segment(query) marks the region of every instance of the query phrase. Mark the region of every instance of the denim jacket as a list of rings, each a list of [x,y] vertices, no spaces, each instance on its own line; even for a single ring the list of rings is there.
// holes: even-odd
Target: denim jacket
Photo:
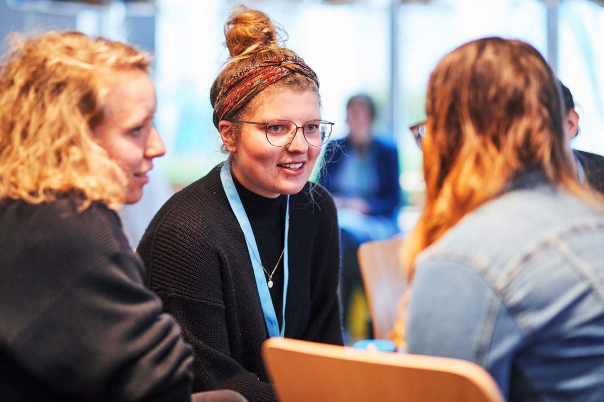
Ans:
[[[512,401],[604,401],[604,216],[525,174],[418,257],[411,353],[484,367]]]

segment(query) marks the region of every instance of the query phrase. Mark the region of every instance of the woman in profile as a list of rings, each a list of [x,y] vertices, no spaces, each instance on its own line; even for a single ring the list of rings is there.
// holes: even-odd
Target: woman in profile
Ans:
[[[3,400],[191,400],[191,348],[116,213],[165,152],[149,63],[120,42],[51,33],[0,67]]]
[[[268,338],[342,343],[335,207],[308,183],[332,123],[316,74],[268,17],[239,8],[225,33],[210,100],[228,159],[162,207],[138,251],[193,346],[194,389],[272,401]]]
[[[563,109],[518,40],[466,43],[428,83],[408,351],[477,362],[510,400],[604,400],[604,216]]]

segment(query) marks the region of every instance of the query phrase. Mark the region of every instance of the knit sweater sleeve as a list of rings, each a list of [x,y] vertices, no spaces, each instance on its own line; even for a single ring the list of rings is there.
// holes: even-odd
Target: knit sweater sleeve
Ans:
[[[226,310],[223,294],[226,257],[211,231],[199,230],[208,227],[208,215],[213,219],[220,212],[208,214],[210,207],[195,203],[169,201],[147,228],[138,249],[147,283],[194,348],[194,392],[228,389],[250,401],[276,400],[271,385],[233,357],[237,346],[230,341],[227,320],[235,312]]]
[[[68,203],[10,216],[0,338],[17,365],[69,399],[190,400],[191,349],[143,285],[117,215]]]
[[[315,189],[320,209],[313,248],[311,306],[309,326],[303,339],[342,345],[338,284],[340,272],[339,228],[335,204],[322,186]]]

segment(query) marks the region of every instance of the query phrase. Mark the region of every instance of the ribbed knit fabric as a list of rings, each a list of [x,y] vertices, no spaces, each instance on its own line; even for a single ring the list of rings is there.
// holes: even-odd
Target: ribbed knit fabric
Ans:
[[[193,355],[117,214],[0,203],[0,400],[188,401]]]
[[[236,186],[260,259],[272,270],[283,248],[285,197],[266,198]],[[268,334],[251,257],[220,166],[162,207],[138,251],[148,285],[193,347],[194,389],[226,388],[251,401],[275,400],[261,354]],[[285,336],[341,345],[339,230],[333,201],[320,186],[307,184],[291,196],[289,253]],[[280,265],[271,292],[275,305],[283,294]]]
[[[280,195],[276,198],[267,198],[248,190],[232,175],[237,192],[243,204],[245,213],[254,232],[254,237],[260,253],[259,258],[268,274],[272,272],[277,262],[279,262],[272,276],[272,287],[269,289],[277,321],[281,328],[283,321],[283,259],[280,259],[285,237],[285,212],[288,197]],[[255,259],[256,256],[252,256]],[[265,274],[268,282],[268,274]]]

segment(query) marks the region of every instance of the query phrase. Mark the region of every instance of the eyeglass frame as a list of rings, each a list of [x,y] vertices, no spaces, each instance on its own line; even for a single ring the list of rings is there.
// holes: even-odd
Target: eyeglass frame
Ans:
[[[288,123],[291,123],[292,124],[293,124],[294,125],[295,125],[295,127],[296,127],[295,130],[294,130],[294,134],[293,136],[292,136],[292,138],[289,141],[288,141],[288,142],[286,142],[286,143],[283,144],[283,145],[275,145],[275,144],[274,144],[272,142],[271,142],[271,140],[268,139],[268,126],[269,126],[269,125],[271,124],[271,123],[274,123],[275,122],[279,122],[279,121],[286,121]],[[309,123],[310,123],[312,122],[316,122],[316,121],[320,122],[321,123],[327,123],[327,124],[330,124],[331,125],[331,130],[329,131],[329,135],[327,136],[327,138],[326,139],[326,140],[325,140],[325,141],[324,142],[321,142],[321,144],[320,144],[318,145],[313,145],[313,144],[311,144],[310,142],[309,142],[308,140],[306,139],[306,133],[304,131],[304,127],[305,125],[306,125],[307,124],[308,124]],[[232,122],[233,122],[233,123],[246,123],[248,124],[257,124],[259,125],[263,125],[263,126],[265,126],[265,136],[266,137],[266,140],[268,141],[268,143],[269,144],[271,144],[273,146],[277,146],[277,148],[281,148],[281,146],[287,146],[288,145],[289,145],[289,144],[291,144],[292,143],[292,141],[294,140],[294,139],[296,137],[296,135],[298,134],[298,128],[301,128],[302,129],[302,136],[304,137],[304,140],[306,142],[306,143],[307,143],[310,146],[315,146],[315,147],[316,146],[323,146],[323,145],[324,145],[325,144],[326,144],[327,143],[327,141],[329,141],[329,139],[331,137],[331,136],[332,136],[332,133],[333,132],[333,125],[335,124],[335,123],[332,123],[330,121],[327,121],[327,120],[321,120],[320,119],[318,119],[317,120],[310,120],[310,121],[306,122],[306,123],[304,123],[304,125],[301,127],[299,127],[297,124],[296,124],[295,123],[294,123],[294,122],[292,122],[291,121],[285,120],[285,119],[272,120],[272,121],[269,121],[268,122],[266,122],[266,123],[262,123],[261,122],[255,122],[255,121],[246,121],[245,120],[237,120],[237,121]]]
[[[416,123],[413,125],[409,126],[409,130],[411,130],[411,134],[413,135],[413,138],[416,140],[416,144],[419,147],[419,149],[422,149],[422,139],[426,136],[426,121]],[[423,128],[422,130],[422,128]]]

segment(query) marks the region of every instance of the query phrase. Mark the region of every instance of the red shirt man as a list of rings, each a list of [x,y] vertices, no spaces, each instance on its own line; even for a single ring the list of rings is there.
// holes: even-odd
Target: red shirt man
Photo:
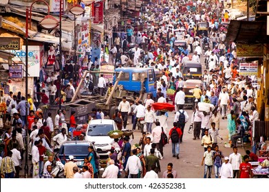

== To do ==
Show each line of the records above that contains the word "jacket", reproducing every such line in full. Matching is case-sensitive.

== Answer to this exercise ==
segment(query) marks the region of every instance of the query phrase. Mark the region of every instance of the denim jacket as a list of rings, each a list of [x,y] vertices, no spaces, each instance on its own line; even for a single ring the list of rings is there.
Target: denim jacket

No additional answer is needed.